**PASSAGE TO READ:**
##############################

The practical implication: invest in learning to specify problems clearly and evaluate outputs critically. Those skills now directly translate into working software.

For managers and business leaders

Management occupations scoring the highest verified success rates is not a coincidence. The research effectively validates that organizational judgment — knowing what to build, why it matters, and whether the output solves the real problem — is the most valuable input to an AI coding session.

For managers building or overseeing technical teams, this suggests a different kind of engagement with AI tools is now possible. Rather than delegating AI tool adoption entirely to engineers, management teams can engage directly with prototyping, analysis, and tooling.

For educators and hiring managers

Coding bootcamps and CS programs should note that the novice-to-intermediate transition is where the biggest productivity gains are unlocked. The curriculum question is no longer "how do we teach people to write code" but "how do we teach people to work with AI coding agents effectively." That means problem decomposition, specification writing, output evaluation, and iterative refinement — skills closer to technical writing and systems analysis than traditional programming instruction.

Hiring managers across industries should reconsider job descriptions that treat coding ability as a binary hiring criterion. The relevant question is no longer "can this person write code" but "can this person direct AI systems to produce good code for their domain."

##############################

**PROVIDED MATERIAL:**
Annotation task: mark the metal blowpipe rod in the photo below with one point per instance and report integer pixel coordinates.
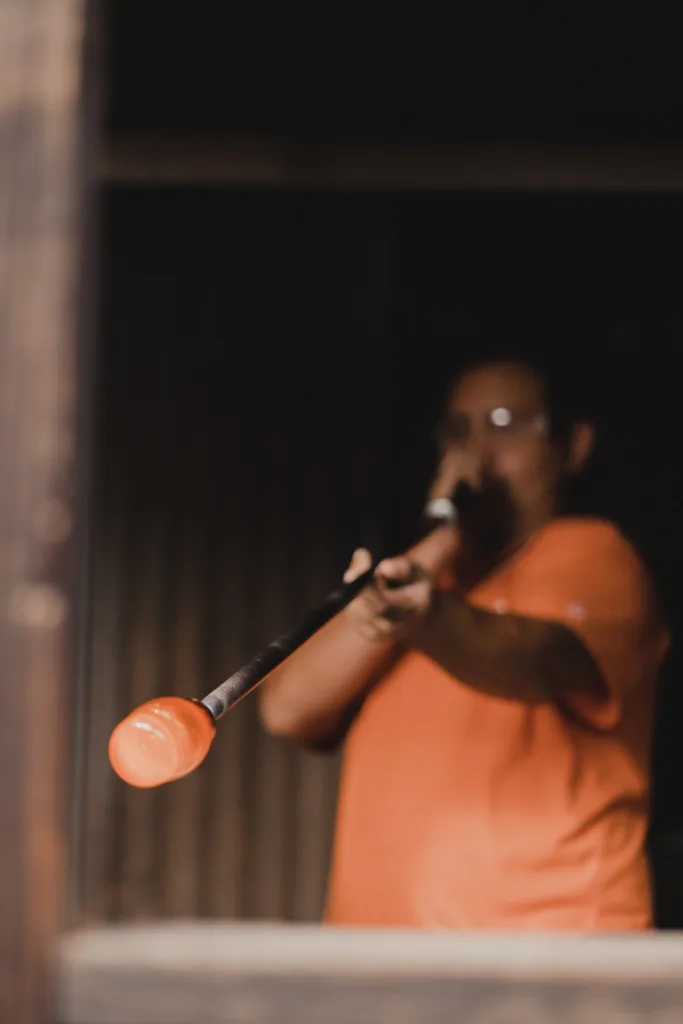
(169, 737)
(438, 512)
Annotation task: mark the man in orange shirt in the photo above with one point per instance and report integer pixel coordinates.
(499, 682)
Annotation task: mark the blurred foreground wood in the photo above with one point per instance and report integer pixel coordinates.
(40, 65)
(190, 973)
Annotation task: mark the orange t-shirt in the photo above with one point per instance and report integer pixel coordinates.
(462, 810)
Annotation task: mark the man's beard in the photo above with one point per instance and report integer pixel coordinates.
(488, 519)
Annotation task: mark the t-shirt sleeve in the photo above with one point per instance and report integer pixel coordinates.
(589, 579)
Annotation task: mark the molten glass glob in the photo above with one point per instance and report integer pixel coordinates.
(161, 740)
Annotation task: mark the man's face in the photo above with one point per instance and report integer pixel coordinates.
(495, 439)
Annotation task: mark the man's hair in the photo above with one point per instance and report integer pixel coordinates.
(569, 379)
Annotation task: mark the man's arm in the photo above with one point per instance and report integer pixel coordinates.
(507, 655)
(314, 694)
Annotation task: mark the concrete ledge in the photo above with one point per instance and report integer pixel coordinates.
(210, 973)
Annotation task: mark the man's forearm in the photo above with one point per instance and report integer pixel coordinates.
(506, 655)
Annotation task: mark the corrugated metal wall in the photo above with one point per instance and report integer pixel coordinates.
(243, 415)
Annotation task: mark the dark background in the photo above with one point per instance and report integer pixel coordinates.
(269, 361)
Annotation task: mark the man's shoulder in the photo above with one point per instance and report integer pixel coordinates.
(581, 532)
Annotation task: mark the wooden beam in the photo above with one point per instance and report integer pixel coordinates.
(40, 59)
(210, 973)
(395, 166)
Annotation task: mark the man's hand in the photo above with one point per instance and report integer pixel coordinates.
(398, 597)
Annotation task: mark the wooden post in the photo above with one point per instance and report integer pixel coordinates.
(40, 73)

##############################

**TASK REQUIREMENTS:**
• A. Please rewrite the paragraph beginning "Coding bootcamps and CS programs" in the passage on AI coding as a short list, keeping its main facts.
• B. Answer these questions using the passage on AI coding:
(i) Which occupations scored the highest verified success rates?
(ii) Instead of delegating AI tool adoption entirely to engineers, what can management teams engage with directly?
(iii) What kind of job descriptions should hiring managers reconsider?
• C. Carry the passage on AI coding forward, starting after its final sentence.

**RESULTS FOR EACH TASK:**
• A.
- The biggest productivity gains come at the novice-to-intermediate transition.
- The curriculum question has shifted from teaching people to write code to teaching them to work well with AI coding agents.
- The skills involved are problem decomposition, specification writing, output evaluation, and iterative refinement.
- These skills are closer to technical writing and systems analysis than to traditional programming instruction.

• B.
(i) Management occupations.
(ii) Prototyping, analysis, and tooling.
(iii) Job descriptions that treat coding ability as a binary hiring criterion.

• C.
For legal and sales professionals

The fastest-growing non-software occupation groups, legal and sales, share something important: they deal in complex, high-stakes domain knowledge that is hard to transfer to a generalist engineer. A legal professional who understands the specific requirements of a compliance workflow is now able to build tooling around that workflow directly. A sales operations analyst who understands the nuances of pipeline data can now build their own dashboards and automation without waiting for engineering capacity.

The barrier that remains is not technical aptitude. It is willingness to engage with the iterative, sometimes-failing nature of software development — which is exactly what the abandonment-rate data measures. Expert users stay in the problem 14 percentage points longer than novices when things go wrong.

What the Data Does Not Say

It is worth being clear about the limits of this research.

Verified success at 15-33% across the population means most sessions do not reach the researcher's threshold for verified completion. The paper is measuring a tool that is genuinely difficult to use well, not one that makes complex software trivially easy. The expertise effects are real precisely because there is still meaningful skill involved.

The paper also measures sessions, not projects. Building complex production software likely requires sustained expertise across many sessions in ways this study cannot fully capture. The 7-percentage-point gap between software engineers and non-engineers may widen for longer, more complex work.

The Structural Shift

The paper's most important conclusion is about what AI is doing to the relationship between expertise and output. For most of human history, domain expertise and the ability to implement solutions based on that expertise were separate skills. A lawyer knew contract law; an engineer built the contract management system. A scientist understood the biology; a programmer wrote the analysis pipeline.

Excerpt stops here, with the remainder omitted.